Referring expression data

*** Begin section ***

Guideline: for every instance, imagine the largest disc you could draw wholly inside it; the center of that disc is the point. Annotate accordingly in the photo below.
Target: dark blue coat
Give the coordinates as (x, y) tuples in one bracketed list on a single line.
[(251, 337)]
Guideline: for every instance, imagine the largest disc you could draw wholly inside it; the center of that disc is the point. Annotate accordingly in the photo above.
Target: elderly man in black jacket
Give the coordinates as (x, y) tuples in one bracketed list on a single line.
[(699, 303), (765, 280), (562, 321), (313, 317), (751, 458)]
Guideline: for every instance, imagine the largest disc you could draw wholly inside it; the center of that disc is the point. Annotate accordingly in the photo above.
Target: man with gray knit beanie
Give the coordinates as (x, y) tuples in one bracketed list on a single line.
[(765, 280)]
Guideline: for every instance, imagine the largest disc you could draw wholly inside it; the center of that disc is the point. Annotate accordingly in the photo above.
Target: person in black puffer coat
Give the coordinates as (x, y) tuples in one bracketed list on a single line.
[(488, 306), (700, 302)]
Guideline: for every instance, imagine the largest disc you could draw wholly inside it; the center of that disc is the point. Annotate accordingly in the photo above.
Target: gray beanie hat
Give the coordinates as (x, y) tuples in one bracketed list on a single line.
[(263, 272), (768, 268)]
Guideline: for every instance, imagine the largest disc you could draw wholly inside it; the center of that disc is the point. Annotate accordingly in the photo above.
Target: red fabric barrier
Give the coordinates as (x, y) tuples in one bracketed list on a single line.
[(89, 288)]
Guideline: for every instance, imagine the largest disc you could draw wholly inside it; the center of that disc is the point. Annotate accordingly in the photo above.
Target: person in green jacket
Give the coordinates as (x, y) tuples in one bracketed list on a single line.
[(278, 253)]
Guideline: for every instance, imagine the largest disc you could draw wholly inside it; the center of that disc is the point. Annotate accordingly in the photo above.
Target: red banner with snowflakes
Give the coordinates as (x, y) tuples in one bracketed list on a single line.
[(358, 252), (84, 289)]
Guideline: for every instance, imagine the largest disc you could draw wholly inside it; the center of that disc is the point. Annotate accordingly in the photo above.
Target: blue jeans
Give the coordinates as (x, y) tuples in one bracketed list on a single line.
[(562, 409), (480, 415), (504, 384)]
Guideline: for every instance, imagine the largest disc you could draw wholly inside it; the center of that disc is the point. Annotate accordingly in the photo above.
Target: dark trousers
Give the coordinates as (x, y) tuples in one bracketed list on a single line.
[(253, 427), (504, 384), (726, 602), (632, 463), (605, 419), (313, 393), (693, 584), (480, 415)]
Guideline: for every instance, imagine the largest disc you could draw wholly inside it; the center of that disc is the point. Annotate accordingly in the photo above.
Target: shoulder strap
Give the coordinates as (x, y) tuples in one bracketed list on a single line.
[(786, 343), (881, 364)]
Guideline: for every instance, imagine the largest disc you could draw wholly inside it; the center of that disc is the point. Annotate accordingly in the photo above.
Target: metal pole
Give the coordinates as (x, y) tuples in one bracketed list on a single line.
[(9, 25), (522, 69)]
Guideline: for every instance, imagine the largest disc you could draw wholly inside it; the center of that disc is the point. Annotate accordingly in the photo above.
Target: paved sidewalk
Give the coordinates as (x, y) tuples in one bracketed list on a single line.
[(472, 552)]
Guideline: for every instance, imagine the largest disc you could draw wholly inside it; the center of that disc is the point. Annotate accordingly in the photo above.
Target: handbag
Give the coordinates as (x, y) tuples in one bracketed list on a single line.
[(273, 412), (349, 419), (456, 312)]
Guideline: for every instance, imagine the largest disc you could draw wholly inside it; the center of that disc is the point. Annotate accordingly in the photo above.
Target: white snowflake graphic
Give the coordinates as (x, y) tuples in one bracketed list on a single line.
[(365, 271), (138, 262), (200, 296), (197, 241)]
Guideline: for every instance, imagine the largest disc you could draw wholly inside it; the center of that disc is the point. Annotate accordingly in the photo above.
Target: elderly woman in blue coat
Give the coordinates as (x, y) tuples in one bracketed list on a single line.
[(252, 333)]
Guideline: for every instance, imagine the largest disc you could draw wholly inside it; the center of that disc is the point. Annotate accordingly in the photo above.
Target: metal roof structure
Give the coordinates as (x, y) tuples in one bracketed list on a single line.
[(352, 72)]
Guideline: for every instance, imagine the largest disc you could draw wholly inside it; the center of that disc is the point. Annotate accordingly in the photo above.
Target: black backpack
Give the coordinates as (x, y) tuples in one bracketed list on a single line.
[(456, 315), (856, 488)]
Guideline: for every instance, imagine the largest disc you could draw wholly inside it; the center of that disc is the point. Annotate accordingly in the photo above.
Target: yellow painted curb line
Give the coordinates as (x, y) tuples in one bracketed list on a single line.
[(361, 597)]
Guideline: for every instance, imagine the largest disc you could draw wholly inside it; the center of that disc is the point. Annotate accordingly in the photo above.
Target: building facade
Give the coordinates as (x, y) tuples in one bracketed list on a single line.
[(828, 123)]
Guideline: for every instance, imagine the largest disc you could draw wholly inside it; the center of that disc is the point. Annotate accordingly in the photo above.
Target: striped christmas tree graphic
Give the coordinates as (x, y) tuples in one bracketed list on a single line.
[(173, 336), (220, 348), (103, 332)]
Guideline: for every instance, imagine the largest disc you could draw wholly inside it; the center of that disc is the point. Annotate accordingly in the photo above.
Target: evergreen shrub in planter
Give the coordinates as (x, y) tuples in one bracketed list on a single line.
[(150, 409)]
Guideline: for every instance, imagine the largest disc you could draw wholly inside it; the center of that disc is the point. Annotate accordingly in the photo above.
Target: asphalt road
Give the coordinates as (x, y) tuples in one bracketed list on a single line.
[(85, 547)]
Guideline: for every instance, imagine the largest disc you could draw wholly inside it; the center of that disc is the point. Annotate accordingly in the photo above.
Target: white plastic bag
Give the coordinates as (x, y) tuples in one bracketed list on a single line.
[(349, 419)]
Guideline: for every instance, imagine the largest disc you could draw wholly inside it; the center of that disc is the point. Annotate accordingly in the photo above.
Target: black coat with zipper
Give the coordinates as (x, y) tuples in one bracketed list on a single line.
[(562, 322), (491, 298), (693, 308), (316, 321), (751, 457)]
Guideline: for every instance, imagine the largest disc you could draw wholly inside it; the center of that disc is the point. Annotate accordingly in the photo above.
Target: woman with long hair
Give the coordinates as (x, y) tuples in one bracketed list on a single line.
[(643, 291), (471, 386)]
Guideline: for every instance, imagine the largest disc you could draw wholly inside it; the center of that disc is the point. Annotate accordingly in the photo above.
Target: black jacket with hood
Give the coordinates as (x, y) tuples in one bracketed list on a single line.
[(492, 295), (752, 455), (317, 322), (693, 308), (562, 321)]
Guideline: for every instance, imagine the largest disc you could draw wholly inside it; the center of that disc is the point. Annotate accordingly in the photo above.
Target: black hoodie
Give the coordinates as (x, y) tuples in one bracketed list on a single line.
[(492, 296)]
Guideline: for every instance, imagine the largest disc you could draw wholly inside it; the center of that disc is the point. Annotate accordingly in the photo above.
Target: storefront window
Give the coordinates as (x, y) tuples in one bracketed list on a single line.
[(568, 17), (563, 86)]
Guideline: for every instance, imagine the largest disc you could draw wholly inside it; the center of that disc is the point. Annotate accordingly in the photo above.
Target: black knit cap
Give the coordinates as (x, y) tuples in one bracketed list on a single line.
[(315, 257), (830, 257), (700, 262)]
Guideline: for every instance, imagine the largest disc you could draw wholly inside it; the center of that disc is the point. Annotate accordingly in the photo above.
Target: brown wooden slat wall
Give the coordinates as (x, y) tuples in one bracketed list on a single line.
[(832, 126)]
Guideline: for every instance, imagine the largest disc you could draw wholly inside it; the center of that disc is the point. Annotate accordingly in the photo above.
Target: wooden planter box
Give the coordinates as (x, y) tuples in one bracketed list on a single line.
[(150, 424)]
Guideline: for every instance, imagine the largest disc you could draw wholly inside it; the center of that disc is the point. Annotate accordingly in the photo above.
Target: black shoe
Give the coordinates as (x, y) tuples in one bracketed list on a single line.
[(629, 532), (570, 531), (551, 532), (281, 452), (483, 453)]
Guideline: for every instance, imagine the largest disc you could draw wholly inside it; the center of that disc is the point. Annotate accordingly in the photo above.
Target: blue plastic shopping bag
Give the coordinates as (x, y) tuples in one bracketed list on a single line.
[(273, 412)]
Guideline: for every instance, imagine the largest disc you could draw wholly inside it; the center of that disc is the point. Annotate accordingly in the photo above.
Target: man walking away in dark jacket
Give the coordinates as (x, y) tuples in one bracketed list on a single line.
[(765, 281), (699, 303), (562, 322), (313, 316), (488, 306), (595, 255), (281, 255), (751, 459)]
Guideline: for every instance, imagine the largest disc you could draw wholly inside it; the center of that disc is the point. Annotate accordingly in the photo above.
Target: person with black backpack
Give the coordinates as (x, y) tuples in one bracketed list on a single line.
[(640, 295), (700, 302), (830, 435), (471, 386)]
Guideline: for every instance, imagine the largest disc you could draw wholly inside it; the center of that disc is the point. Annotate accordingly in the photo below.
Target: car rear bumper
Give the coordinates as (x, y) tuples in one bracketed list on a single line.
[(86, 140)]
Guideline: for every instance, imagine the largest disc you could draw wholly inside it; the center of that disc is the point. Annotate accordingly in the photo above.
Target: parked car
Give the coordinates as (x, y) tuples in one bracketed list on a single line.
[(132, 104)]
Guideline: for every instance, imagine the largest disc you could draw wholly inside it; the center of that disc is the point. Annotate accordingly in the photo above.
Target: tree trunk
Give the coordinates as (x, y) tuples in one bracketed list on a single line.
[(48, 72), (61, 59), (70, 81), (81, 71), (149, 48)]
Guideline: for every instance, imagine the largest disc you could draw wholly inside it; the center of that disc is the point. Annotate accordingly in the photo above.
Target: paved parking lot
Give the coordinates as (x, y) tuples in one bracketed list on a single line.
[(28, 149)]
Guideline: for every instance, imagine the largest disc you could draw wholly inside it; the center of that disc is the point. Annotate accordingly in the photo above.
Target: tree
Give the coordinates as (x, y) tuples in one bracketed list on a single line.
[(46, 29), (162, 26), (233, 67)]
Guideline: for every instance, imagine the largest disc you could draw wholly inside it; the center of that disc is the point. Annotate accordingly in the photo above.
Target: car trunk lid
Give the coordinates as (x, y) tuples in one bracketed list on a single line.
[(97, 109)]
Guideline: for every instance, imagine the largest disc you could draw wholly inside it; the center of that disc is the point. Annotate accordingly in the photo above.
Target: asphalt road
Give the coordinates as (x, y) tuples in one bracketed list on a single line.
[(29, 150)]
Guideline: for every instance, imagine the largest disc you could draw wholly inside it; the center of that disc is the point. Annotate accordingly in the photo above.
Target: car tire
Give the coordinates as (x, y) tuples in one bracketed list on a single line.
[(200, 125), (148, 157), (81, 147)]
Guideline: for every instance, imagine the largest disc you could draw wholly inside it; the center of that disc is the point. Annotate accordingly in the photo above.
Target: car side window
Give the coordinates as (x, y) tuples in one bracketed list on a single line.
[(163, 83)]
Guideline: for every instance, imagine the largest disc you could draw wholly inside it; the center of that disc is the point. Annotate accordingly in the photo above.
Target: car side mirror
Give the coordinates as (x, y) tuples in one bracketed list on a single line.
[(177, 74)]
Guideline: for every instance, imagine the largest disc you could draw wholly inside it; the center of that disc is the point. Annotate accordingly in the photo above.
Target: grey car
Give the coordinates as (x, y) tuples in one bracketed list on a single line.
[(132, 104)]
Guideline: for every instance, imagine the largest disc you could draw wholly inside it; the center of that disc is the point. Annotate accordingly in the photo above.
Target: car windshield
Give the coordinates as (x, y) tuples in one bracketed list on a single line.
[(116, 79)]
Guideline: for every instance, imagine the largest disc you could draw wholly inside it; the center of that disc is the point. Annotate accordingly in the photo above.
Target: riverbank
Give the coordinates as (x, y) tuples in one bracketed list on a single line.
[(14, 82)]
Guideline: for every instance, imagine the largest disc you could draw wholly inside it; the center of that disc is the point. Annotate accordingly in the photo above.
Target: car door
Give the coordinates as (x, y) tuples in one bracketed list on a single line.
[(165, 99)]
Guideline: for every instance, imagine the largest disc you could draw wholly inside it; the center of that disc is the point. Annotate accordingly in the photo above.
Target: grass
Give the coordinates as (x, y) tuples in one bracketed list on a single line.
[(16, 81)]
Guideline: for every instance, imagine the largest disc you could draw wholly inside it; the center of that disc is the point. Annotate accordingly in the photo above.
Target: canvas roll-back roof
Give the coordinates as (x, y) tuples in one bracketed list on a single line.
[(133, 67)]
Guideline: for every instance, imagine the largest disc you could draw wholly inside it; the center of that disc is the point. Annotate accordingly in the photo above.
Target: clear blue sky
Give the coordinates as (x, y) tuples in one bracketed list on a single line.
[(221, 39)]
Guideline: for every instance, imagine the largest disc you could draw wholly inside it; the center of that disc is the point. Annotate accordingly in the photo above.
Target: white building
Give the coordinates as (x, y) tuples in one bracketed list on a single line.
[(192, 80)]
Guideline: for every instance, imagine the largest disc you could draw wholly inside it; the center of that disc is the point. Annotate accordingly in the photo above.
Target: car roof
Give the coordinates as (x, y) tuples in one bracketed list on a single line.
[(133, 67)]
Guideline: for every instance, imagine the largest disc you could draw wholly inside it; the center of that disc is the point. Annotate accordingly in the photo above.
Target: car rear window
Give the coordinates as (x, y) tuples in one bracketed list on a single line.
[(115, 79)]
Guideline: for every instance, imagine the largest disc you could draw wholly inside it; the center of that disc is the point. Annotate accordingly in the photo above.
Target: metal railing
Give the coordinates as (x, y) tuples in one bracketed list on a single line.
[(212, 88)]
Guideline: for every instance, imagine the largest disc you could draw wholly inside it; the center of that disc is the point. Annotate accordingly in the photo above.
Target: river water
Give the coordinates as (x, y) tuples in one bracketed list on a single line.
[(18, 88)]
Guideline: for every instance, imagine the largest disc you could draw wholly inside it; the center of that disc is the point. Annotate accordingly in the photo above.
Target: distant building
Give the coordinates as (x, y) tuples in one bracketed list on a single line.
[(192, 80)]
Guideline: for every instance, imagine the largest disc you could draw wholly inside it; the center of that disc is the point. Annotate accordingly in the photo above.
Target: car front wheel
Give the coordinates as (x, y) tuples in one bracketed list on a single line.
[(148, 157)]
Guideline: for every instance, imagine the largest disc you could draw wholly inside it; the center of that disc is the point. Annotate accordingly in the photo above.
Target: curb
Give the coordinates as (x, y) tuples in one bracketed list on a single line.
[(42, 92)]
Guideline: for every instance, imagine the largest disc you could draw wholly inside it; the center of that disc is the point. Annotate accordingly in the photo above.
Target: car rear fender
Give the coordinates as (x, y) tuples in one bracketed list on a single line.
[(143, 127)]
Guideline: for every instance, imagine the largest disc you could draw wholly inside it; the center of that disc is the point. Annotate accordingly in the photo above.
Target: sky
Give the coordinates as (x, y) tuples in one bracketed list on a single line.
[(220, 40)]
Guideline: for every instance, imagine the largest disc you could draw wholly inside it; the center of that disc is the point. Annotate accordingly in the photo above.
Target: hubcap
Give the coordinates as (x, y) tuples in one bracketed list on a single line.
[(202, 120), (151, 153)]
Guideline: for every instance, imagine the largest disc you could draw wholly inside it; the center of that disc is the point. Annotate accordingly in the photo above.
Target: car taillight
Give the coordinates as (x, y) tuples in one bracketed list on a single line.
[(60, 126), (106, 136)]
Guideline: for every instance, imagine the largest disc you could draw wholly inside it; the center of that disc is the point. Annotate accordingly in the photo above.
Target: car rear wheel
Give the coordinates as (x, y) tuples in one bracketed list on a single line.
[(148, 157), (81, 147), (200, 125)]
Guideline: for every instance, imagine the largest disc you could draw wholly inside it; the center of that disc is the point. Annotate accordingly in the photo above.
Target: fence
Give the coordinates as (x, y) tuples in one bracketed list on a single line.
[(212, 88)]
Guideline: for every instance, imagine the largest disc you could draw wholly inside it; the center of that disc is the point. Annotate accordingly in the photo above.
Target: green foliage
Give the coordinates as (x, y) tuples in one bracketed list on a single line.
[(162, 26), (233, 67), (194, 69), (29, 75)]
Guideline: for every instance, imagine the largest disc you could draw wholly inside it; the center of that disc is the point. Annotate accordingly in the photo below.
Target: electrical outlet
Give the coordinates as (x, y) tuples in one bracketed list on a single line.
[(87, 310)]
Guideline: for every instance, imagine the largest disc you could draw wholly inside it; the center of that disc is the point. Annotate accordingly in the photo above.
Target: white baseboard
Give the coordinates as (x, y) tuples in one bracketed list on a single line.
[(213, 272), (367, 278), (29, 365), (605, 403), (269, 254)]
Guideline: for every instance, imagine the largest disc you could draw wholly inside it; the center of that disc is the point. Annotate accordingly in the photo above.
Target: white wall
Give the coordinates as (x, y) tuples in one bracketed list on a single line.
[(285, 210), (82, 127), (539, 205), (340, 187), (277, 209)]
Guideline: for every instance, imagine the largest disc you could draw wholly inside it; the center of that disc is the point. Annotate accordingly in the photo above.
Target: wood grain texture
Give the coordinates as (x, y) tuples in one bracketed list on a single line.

*** End section ***

--- What you are asked to do ---
Give back exactly the lines above starting at the line where "Target: car roof" appears and ending at the line where "Target: distant building" appears, both included, with no other lines.

--- Written solution ---
Target: car roof
Give the coordinates as (x, y) tuples in one bracketed list on a single line.
[(133, 67)]
Guideline: for every instance, imagine the largest disc you could draw wholly inside it; the center of that disc is the point. Annotate accordingly in the photo above.
Target: car rear window
Give the coordinates as (x, y) tuples in one bracketed list on a single line.
[(115, 79)]
Guideline: for every instance, imagine the largest disc you could draw wholly inside it; the center of that disc is the point. Annotate accordingly in the photo above.
Target: metal railing
Give the coordinates as (x, y) tuples in one bracketed list on a single line.
[(212, 88)]
Guideline: for every instance, imagine the largest disc you could draw wholly inside it; the center of that disc is the point. Annotate accordingly in the photo above.
Target: river water
Give the coordinates as (x, y) tuples in one bracketed list on a single line.
[(18, 88)]
Guideline: for every instance, imagine the largest disc you could draw wholly inside it; the center of that disc is the point. Annotate accordingly in the photo above.
Target: distant building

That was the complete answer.